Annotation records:
▼

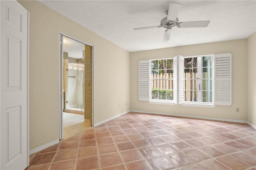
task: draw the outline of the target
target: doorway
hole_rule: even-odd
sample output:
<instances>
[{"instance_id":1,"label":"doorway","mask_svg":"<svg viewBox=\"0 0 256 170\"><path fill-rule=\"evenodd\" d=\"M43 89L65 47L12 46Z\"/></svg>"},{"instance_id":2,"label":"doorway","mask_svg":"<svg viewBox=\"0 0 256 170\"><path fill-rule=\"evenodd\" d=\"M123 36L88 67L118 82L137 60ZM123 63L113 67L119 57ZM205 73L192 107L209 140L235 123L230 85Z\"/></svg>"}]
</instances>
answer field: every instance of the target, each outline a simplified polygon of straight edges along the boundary
<instances>
[{"instance_id":1,"label":"doorway","mask_svg":"<svg viewBox=\"0 0 256 170\"><path fill-rule=\"evenodd\" d=\"M60 33L60 139L65 139L92 125L92 46Z\"/></svg>"}]
</instances>

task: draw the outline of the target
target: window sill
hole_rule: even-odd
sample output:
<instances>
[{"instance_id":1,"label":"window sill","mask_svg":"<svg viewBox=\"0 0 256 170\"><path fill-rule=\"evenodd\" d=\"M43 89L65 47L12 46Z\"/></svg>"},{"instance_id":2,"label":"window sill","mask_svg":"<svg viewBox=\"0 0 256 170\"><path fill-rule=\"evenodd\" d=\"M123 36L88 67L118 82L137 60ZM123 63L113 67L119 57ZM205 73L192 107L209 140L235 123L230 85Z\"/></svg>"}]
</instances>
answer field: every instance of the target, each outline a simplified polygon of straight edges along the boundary
<instances>
[{"instance_id":1,"label":"window sill","mask_svg":"<svg viewBox=\"0 0 256 170\"><path fill-rule=\"evenodd\" d=\"M175 104L172 102L157 102L157 101L149 101L150 104L164 104L165 105L174 105Z\"/></svg>"},{"instance_id":2,"label":"window sill","mask_svg":"<svg viewBox=\"0 0 256 170\"><path fill-rule=\"evenodd\" d=\"M216 105L209 104L196 104L194 103L184 103L182 104L183 106L199 107L200 107L214 108Z\"/></svg>"}]
</instances>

▲

(Short problem) Find every line in the records above where the word "sill" appears, and copy each of those lines in full.

(Solution to the problem)
target: window sill
[{"instance_id":1,"label":"window sill","mask_svg":"<svg viewBox=\"0 0 256 170\"><path fill-rule=\"evenodd\" d=\"M43 89L65 47L12 46Z\"/></svg>"},{"instance_id":2,"label":"window sill","mask_svg":"<svg viewBox=\"0 0 256 170\"><path fill-rule=\"evenodd\" d=\"M123 36L88 67L118 82L137 60ZM123 63L113 67L119 57ZM205 73L192 107L209 140L235 123L230 85Z\"/></svg>"}]
[{"instance_id":1,"label":"window sill","mask_svg":"<svg viewBox=\"0 0 256 170\"><path fill-rule=\"evenodd\" d=\"M175 104L172 102L157 102L157 101L149 101L150 104L164 104L165 105L174 105Z\"/></svg>"},{"instance_id":2,"label":"window sill","mask_svg":"<svg viewBox=\"0 0 256 170\"><path fill-rule=\"evenodd\" d=\"M216 105L209 104L196 104L194 103L184 103L182 104L183 106L199 107L200 107L214 108Z\"/></svg>"}]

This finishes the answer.